Source extract »
If success has come as something of a shock to Cross, then it’s had a roughly similar effect on everyone else. It’s hard to think of a comparable rise in modern sport: from turning professional in early 2017 to becoming world champion at his first attempt just 11 months later. Ever since, he has proven it was no fluke, rising to No3 in the world and reaching the Premier League finals. Aged just 27, Cross is the rising force in darts, and his semi-final with Michael van Gerwen on Thursday night at the O2 will be the next milestone in a duel that looks set to define the sport for the next few years.

Of course, everyone has been desperate to find out how he did it. And unlike many players who shun self-analysis and simply step up and throw, Cross has devoted a good deal of thought into his own rise, and puts it down to a combination of smart tactics, ferocious work-ethic and industrial vats of self-belief.

“I would say darts is probably 15 per cent throwing,” he explains. “The rest of it is mental strength. Being able to hold your nerve. I’ve had people tell me for years I should have gone professional. I’m a big believer, though, that if I’d gone earlier, the game would have broken me mentally. Because you’re not mature enough to deal with what’s put in front of you: the stage, the pressure. Some people would probably call it arrogance. And I suppose you have to have that bit of arrogance to do what you do.”

Was he always this confident?

“No, not really. For instance, if someone was to say, ‘Right Rob, go up on that stage and read from a piece of paper’, I probably couldn’t do it. But if you’d said: ‘Rob, there’s a set of darts, go and put three in the treble-20’, I would have gone and done it. It’s a different kind of confidence. Having this job has brought me out of my shell a little bit.”

Cross was, by all accounts, a fairly normal kid. His mother worked in a school, his father in a warehouse. But for as long as he can remember, he was crazy about darts. He hit his first 180 at the age of 11, his first nine-darter at the age of 17. But then, life kicked in. “You get your first house, I had the kids, and you have a bit more responsibility to pay the bills,” he said. I didn’t play for a couple of years.”

And so he trained as an electrician, playing the odd local competition to keep his eye in. In October 2015, he tried to qualify for the smaller British Darts Organisation world championship, and was disqualified for sipping a glass of water. No drinks were allowed on stage. “I was branded a cheat,” he says. “I’ve never cheated at anything. That hurt me. For a few months, I fell out of love with the game.”

Then, in early 2016, his uncle persuaded him to give it one more go, at a UK Open qualifier in Norwich. Cross won, reached the last-32 of the main tournament, and was sufficiently encouraged to try and earn his tour card. When he finally decided to hang up the claw hammer and pliers in early 2017, he gave himself two years to make it as a professional.

Dataset »
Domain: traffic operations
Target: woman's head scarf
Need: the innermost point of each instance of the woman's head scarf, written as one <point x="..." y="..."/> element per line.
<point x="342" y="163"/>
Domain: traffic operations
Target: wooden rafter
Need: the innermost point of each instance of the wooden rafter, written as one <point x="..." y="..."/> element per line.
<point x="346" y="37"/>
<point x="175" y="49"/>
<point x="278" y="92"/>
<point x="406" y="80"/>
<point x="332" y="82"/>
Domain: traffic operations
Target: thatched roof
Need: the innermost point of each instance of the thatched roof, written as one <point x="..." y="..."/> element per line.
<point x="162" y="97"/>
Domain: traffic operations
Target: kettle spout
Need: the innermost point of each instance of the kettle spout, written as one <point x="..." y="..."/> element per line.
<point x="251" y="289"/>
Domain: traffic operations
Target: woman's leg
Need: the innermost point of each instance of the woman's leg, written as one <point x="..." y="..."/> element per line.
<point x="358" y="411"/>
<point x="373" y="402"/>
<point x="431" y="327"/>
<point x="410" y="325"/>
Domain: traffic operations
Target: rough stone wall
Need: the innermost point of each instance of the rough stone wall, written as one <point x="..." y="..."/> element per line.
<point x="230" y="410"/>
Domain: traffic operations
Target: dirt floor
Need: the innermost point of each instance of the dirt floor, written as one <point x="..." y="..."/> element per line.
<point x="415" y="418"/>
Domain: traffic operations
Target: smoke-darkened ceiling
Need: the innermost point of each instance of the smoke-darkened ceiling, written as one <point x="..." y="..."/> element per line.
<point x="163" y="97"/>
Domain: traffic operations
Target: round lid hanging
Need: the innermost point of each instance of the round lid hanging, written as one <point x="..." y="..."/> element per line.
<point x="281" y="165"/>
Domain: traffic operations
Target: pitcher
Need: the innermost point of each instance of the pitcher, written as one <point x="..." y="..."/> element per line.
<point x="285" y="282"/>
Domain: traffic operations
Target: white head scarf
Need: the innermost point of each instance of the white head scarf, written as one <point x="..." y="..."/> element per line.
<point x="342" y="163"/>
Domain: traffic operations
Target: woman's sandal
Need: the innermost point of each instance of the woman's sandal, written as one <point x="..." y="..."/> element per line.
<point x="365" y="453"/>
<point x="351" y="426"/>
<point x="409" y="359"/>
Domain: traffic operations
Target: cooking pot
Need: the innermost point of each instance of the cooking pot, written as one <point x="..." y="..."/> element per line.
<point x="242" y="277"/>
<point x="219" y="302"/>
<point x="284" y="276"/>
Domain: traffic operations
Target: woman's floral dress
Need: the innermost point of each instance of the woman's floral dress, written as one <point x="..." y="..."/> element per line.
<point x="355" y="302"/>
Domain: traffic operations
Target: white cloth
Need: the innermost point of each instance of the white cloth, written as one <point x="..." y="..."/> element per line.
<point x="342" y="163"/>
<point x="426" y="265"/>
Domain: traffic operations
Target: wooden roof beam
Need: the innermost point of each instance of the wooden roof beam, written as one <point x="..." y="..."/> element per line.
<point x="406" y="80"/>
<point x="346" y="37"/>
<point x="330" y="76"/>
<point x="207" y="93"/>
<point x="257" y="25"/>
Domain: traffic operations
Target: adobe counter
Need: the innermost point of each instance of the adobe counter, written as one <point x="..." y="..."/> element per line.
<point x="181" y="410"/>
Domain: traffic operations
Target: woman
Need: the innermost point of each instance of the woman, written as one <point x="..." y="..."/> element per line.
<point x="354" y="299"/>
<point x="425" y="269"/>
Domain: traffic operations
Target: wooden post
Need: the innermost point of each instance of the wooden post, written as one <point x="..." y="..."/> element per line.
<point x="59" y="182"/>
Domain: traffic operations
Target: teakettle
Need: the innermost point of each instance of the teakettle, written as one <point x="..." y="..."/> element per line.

Task instructions » Copy verbatim the portion of the Rob Cross profile that runs from "Of course, everyone" up to and including "always this confident?".

Result of this task »
Of course, everyone has been desperate to find out how he did it. And unlike many players who shun self-analysis and simply step up and throw, Cross has devoted a good deal of thought into his own rise, and puts it down to a combination of smart tactics, ferocious work-ethic and industrial vats of self-belief.

“I would say darts is probably 15 per cent throwing,” he explains. “The rest of it is mental strength. Being able to hold your nerve. I’ve had people tell me for years I should have gone professional. I’m a big believer, though, that if I’d gone earlier, the game would have broken me mentally. Because you’re not mature enough to deal with what’s put in front of you: the stage, the pressure. Some people would probably call it arrogance. And I suppose you have to have that bit of arrogance to do what you do.”

Was he always this confident?